● Instructions for the task
Scan the lines below; pull out those with "piece".

(Dataset entries)
....
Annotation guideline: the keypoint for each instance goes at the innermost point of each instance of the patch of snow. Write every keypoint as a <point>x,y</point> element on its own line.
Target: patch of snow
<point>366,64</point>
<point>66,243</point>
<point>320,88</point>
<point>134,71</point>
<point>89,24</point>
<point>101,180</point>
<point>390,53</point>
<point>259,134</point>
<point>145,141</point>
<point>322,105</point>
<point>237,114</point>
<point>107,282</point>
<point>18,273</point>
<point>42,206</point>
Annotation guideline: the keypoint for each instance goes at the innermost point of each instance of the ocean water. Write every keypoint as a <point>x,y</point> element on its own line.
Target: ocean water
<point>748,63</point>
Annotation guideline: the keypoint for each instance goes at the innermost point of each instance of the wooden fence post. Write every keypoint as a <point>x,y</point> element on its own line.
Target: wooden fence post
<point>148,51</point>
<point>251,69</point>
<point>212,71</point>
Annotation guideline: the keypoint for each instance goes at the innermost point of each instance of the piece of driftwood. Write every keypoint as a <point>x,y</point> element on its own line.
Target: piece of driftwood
....
● Worked solution
Annotation guideline: the keypoint for each instance goes at the innermost point of each instance of the piece of driftwood. Write every keypoint as a <point>x,y</point> element on its own line.
Target: piece of driftwood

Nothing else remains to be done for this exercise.